| EXTRACTED INFORMATION |
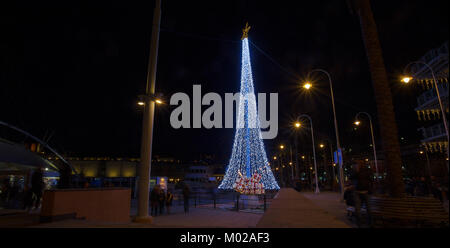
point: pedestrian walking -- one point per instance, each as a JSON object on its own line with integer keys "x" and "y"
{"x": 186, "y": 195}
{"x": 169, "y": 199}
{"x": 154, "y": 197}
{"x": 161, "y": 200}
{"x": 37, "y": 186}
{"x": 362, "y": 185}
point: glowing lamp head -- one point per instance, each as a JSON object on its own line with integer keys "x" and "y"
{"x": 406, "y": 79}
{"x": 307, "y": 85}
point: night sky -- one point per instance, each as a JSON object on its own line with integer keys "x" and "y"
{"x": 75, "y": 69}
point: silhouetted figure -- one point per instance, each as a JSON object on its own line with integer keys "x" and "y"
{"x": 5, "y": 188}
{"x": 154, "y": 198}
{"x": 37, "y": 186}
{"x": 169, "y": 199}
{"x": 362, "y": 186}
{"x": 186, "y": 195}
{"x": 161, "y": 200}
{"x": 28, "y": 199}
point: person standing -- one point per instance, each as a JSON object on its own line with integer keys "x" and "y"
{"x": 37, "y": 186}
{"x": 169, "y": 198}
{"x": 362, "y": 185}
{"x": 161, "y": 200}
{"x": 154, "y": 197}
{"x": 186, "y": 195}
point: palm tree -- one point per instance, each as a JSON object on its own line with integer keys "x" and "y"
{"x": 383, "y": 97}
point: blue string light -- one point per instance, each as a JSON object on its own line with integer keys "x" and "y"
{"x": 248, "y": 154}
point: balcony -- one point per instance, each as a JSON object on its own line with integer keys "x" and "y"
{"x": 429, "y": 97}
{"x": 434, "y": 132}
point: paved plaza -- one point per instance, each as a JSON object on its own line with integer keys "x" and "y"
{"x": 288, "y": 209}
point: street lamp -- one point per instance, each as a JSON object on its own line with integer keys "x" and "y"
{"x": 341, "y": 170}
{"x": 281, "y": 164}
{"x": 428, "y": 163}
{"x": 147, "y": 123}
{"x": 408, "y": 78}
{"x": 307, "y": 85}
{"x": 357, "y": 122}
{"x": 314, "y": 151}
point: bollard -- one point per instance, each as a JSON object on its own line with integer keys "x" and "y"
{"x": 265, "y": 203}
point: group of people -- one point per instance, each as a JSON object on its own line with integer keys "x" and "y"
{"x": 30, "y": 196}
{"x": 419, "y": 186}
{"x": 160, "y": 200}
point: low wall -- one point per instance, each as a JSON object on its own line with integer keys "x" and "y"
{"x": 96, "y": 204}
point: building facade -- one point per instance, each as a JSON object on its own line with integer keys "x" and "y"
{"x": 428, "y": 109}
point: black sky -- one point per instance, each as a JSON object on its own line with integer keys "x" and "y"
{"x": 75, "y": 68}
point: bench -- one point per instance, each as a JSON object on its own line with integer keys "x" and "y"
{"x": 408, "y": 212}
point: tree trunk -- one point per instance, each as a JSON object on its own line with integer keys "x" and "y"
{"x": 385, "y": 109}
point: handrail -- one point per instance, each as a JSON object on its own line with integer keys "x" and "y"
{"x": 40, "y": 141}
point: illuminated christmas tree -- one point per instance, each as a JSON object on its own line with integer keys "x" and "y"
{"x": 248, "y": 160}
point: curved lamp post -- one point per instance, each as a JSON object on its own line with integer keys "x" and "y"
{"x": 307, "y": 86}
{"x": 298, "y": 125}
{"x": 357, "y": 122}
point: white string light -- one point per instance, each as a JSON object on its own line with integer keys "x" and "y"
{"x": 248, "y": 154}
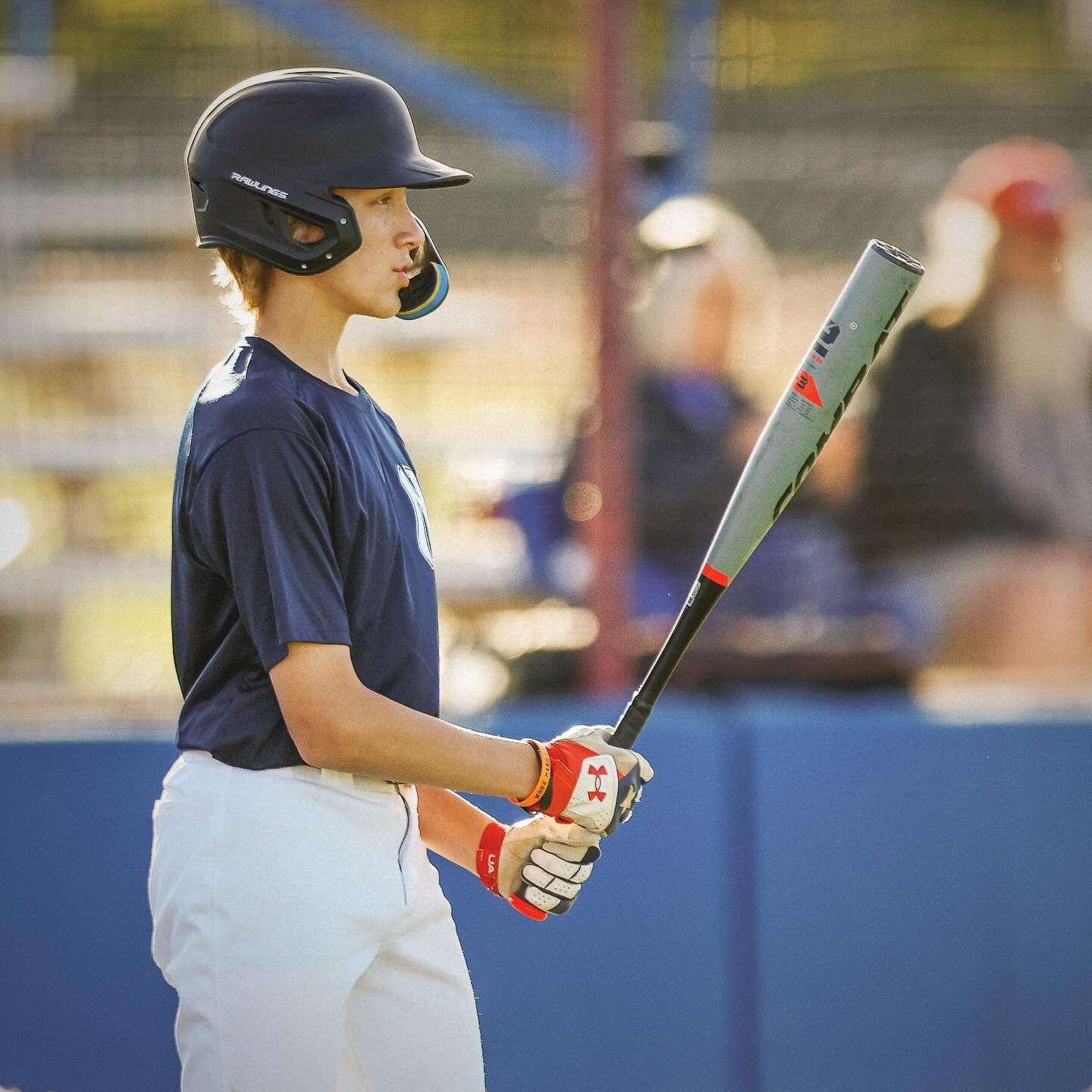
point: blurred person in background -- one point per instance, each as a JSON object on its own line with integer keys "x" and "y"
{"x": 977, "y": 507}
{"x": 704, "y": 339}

| THE REQUEST |
Starting at the line containing "point: white string" and ending at the last line of the items, can you arrange those lines as a JSON list of strings, one string per line, with blank lines and the pictures left out?

| REPLY |
[
  "point: white string light -- one point per instance, each as a JSON object on its own line with integer keys \"x\" and \"y\"",
  "{\"x\": 248, \"y\": 154}",
  "point: blurred person in background -- one point per instance, each as a JSON object on its own line with integer keys \"x\" and \"y\"",
  "{\"x\": 977, \"y\": 507}",
  "{\"x\": 704, \"y\": 339}"
]